• [AIM OF THE EXERCISE]:
Render every line of the listing below as a numbered list, leaving out any blank lines.

Dataset items:
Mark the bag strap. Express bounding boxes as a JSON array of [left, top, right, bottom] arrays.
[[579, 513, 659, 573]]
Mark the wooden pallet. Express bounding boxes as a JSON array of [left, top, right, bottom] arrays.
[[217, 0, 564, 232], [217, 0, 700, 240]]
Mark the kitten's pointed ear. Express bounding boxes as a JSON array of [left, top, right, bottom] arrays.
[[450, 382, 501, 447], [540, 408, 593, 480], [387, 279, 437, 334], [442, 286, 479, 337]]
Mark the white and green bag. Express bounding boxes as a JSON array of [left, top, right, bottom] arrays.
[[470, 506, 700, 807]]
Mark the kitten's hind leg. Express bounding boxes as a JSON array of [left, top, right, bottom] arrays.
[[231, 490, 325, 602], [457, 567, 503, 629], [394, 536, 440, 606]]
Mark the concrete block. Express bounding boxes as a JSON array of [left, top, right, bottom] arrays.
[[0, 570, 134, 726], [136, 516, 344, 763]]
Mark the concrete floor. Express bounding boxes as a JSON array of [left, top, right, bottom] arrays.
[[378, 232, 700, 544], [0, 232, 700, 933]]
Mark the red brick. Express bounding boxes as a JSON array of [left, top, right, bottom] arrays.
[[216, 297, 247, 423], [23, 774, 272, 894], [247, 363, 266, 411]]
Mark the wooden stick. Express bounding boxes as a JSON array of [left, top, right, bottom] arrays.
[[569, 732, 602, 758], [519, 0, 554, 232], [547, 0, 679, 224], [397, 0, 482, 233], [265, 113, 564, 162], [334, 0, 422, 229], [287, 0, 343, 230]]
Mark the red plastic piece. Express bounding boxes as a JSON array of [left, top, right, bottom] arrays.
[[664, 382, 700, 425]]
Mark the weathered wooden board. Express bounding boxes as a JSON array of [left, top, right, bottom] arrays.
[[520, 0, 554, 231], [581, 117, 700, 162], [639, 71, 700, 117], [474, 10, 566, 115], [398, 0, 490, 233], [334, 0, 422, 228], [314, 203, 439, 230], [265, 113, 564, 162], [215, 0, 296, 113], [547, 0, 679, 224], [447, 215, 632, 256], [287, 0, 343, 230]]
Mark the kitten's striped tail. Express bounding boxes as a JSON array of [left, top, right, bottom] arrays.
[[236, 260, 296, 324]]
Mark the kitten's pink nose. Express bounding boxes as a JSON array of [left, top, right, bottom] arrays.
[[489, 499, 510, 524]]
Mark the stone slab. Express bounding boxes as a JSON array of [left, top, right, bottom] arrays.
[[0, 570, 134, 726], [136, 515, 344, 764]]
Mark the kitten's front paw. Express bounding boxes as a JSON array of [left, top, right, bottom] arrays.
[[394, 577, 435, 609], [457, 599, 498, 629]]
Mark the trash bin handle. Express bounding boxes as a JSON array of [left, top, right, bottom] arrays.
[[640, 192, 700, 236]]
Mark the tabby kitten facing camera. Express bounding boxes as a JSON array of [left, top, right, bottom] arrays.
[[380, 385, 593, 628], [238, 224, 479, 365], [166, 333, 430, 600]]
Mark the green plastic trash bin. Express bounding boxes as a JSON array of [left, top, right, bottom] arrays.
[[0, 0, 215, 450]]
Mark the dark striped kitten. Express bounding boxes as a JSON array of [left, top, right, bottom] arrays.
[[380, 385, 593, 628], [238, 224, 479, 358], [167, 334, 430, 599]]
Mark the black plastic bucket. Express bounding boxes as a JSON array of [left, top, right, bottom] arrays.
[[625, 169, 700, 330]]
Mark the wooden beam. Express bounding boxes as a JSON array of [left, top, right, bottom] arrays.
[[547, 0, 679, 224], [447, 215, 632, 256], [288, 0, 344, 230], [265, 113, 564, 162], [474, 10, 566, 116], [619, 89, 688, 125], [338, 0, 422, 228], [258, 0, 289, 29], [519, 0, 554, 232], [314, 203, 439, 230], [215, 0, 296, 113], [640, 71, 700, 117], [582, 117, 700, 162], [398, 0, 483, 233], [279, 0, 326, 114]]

• [EXERCISE OUTPUT]:
1. Mark the bag strap. Express bounding boxes as a JSON array of [left, top, right, bottom] arrays.
2. [[579, 513, 659, 573]]
3. Mark the wooden pallet. Express bounding boxes as a JSON array of [left, top, right, bottom] arrays.
4. [[217, 0, 564, 232], [217, 0, 700, 240]]
5. Mark the kitten's pointed ear. Express bounding boxes as a JSON array of [left, top, right, bottom] arrays.
6. [[450, 382, 501, 447], [540, 408, 593, 480], [387, 279, 437, 334], [442, 286, 479, 337]]
7. Mark the white and green bag. Express bounding boxes as a JSON array of [left, top, right, bottom] arrays.
8. [[470, 506, 700, 807]]
9. Mark the kitten's hind leg. Express bounding boxes as a JSON array of [left, top, right, bottom] arrays.
10. [[231, 490, 325, 602], [457, 567, 503, 629], [394, 536, 440, 606]]
11. Mark the concrete block. Express bounding boxes as a JSON array of [left, top, right, bottom] arrays.
12. [[0, 570, 134, 726], [136, 516, 344, 763]]
13. Mark the concrete floor. Express bounding boxes as a JSON array of [left, top, right, bottom] arrays.
14. [[378, 232, 700, 544], [0, 232, 700, 933]]
15. Mark the red brick. Express bounding boxes as a JSON array of [left, top, right, bottom] arrays.
16. [[216, 297, 247, 423], [23, 774, 272, 894], [247, 363, 266, 411]]
17. Mark the wooden stick. Express bounding boxes as a JSON array of [left, top, right, bottom] arrays.
18. [[569, 732, 602, 758], [519, 0, 554, 232], [547, 0, 679, 224], [397, 0, 482, 233], [265, 113, 564, 162], [334, 0, 422, 229], [287, 0, 343, 230]]
19. Mark the red plastic piece. Express bounding boxes as a JSON array of [left, top, right, bottom] arrays.
20. [[664, 382, 700, 425]]
21. Mark the weathered wooden board. Express bounding boxes as a JSON array of [left, top, right, bottom] arrays.
22. [[520, 0, 554, 231], [581, 117, 700, 162], [639, 71, 700, 117], [474, 10, 566, 115], [398, 0, 490, 233], [334, 0, 422, 228], [314, 203, 439, 230], [265, 113, 564, 162], [215, 0, 296, 113], [547, 0, 679, 224], [447, 215, 632, 256], [287, 0, 343, 230]]
23. Mark the kitten's striped tail. Express bounding boxes as a JSON array of [left, top, right, bottom] arrays.
24. [[236, 260, 296, 324]]
25. Mark the kitten's pink nose. Express bounding boxes as a JSON array of [left, top, right, bottom] arrays.
26. [[489, 499, 510, 524]]
27. Mark the stone slab. Express bounding boxes as a JSON array of [left, top, right, bottom] arrays.
28. [[0, 570, 134, 726], [136, 515, 344, 764]]
29. Mark the kitten's front paw. Express bounding boxes as a JSON array of [left, top, right, bottom] arrays.
30. [[394, 577, 435, 609], [457, 599, 498, 629]]
31. Mark the trash bin handle. Express bounding boxes as a JSON array of [left, top, right, bottom] arrays.
32. [[640, 192, 700, 236]]
33. Mark the tabby kitten facing camera. Express bounding boxes as a JSON array of [left, top, right, bottom] arrays.
34. [[380, 385, 593, 628], [238, 224, 479, 365], [166, 333, 430, 600]]
35. Mark the green plastic trash bin. Express bounding boxes as a JSON array of [left, top, right, bottom] arrays.
36. [[0, 0, 215, 450]]
37. Mark the dark striped kitten. Express bounding boxes as a JSON array of [left, top, right, bottom] arrays.
38. [[380, 385, 593, 628], [238, 224, 479, 358], [167, 334, 430, 599]]
39. Mark the black plastic bucket. Express bounding boxes as a JSON array of [left, top, right, bottom] arrays.
40. [[625, 169, 700, 330]]
41. Mark the wooden beam. Express bounding boxes as a JSON array of [left, top, right, bottom] arrays.
42. [[547, 0, 679, 224], [447, 215, 632, 256], [288, 0, 344, 230], [265, 113, 564, 162], [474, 10, 566, 116], [619, 89, 688, 125], [338, 0, 422, 228], [258, 0, 289, 29], [519, 0, 554, 232], [314, 203, 439, 230], [215, 0, 296, 113], [640, 71, 700, 117], [582, 117, 700, 162], [398, 0, 483, 233], [279, 0, 326, 114]]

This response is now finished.